Coronavirus restrictions mean many in China are canceling their Lunar New Year travel plans this February. For rural migrant workers, they could be losing their only chance to see family all year.

MARY LOUISE KELLY, HOST:

Lunar New Year in China is one of the few times when millions of people go home and see family. Last February, COVID cut many of those trips short, so many in China, including NPR's Beijing correspondent Emily Feng, were hoping this year would be different. Well, it's not.

EMILY FENG, BYLINE: Chunjie, or Spring Festival, is the weeks-long celebration for Lunar New Year, which is usually in February. It was a month once filled with firecrackers and travel. People made some 3 billion trips during 2019's Spring Festival, a vast human migration that nearly paralyzed China's transportation systems.

So last Lunar New Year, when the coronavirus pandemic exploded in China, what was eeriest to me was the quiet. More than a billion people just stayed home. And this year is likely to be more of the same. My local produce market is usually empty by late January, the fruit sellers and tofu-makers having left Beijing well in advance. Not this year. Government-sponsored surveys show about three-fourths of Chinese citizens will not travel home.

A steady stream of customers keeps this temperature monitor at the market entrance beeping.

PANDA: (Speaking Chinese).

### About this task:
Copy everything in the Lunar New Year report from "Coronavirus restrictions mean" down to "family all year.", renaming "rural migrant workers" as "seasonal laborers". The listing has no connection to the Lunar New Year report.

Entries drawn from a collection
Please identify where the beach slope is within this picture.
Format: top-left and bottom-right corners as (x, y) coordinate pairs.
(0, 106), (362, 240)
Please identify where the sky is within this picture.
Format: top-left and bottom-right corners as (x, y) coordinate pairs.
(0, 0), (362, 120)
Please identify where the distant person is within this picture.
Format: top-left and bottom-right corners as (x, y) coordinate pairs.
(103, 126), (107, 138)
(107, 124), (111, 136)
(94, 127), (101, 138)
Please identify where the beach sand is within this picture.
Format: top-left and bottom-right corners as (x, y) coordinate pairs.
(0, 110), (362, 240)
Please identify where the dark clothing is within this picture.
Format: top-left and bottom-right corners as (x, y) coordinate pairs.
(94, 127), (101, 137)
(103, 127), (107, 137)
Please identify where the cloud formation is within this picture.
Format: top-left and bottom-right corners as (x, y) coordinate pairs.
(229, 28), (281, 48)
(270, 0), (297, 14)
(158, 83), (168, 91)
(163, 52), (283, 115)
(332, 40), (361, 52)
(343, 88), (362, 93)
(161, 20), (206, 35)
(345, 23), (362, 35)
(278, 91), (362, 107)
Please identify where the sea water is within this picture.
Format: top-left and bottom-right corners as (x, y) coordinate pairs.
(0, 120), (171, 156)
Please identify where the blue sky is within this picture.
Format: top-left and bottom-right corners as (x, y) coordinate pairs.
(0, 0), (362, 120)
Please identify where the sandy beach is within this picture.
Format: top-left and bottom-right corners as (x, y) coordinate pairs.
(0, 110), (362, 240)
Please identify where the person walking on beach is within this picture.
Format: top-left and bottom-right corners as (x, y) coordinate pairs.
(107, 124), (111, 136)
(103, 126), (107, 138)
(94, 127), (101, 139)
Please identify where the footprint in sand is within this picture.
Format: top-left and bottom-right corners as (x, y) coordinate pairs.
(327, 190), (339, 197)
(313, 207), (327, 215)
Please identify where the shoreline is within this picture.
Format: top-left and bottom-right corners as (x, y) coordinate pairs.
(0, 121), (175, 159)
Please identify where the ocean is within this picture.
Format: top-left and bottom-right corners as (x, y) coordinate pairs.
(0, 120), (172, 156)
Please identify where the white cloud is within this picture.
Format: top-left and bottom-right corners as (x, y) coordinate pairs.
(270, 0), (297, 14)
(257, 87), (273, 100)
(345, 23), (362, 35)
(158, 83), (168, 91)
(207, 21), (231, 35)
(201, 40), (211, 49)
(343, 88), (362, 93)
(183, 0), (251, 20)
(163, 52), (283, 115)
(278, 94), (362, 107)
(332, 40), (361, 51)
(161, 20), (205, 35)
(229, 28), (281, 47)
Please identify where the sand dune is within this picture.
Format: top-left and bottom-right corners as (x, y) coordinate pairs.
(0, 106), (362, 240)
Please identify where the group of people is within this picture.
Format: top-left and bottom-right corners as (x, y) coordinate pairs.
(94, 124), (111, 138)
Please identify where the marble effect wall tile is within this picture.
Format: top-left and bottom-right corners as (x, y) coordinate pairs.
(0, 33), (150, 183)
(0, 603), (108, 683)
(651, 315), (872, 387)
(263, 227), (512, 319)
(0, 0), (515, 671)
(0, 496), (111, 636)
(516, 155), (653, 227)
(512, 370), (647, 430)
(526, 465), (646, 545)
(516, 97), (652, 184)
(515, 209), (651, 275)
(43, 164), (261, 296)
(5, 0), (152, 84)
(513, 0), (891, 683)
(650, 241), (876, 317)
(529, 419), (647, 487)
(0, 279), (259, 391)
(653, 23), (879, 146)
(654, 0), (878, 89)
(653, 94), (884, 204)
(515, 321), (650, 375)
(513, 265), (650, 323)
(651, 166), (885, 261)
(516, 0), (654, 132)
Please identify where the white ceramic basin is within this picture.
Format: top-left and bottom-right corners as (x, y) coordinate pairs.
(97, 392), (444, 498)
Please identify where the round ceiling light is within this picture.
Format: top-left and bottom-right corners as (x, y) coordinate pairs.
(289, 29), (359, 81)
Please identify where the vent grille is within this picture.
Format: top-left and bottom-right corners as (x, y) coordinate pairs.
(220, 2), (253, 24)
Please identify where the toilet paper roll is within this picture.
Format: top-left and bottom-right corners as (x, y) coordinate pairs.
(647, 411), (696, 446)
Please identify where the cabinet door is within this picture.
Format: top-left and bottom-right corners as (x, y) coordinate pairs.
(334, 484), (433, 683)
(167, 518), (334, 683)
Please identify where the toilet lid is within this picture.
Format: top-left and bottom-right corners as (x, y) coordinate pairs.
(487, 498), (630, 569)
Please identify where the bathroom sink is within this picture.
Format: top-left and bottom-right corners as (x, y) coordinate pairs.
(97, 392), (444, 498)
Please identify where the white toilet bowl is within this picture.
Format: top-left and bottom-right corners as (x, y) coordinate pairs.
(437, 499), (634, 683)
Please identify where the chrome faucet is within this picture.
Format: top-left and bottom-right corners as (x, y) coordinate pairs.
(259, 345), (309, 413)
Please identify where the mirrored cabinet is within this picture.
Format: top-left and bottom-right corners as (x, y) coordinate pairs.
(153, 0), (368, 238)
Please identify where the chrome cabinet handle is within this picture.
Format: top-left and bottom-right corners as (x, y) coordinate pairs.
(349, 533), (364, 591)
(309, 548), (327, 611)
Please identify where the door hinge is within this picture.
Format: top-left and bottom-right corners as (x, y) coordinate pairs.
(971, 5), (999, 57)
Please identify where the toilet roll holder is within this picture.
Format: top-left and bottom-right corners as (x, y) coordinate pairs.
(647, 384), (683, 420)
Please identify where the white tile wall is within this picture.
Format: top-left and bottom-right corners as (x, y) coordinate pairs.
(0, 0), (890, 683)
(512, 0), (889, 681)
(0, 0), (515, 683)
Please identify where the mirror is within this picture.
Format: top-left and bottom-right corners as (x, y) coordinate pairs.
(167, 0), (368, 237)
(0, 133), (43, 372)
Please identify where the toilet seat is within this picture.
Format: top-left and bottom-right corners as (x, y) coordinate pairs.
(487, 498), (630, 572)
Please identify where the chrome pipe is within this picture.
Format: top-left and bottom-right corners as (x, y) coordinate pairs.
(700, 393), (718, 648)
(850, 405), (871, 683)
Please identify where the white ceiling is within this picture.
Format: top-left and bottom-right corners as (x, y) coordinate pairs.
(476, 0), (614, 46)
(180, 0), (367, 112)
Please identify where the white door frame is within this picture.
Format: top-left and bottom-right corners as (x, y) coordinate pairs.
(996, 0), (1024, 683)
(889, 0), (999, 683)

### Answer to this exercise:
Coronavirus restrictions mean many in China are canceling their Lunar New Year travel plans this February. For seasonal laborers, they could be losing their only chance to see family all year.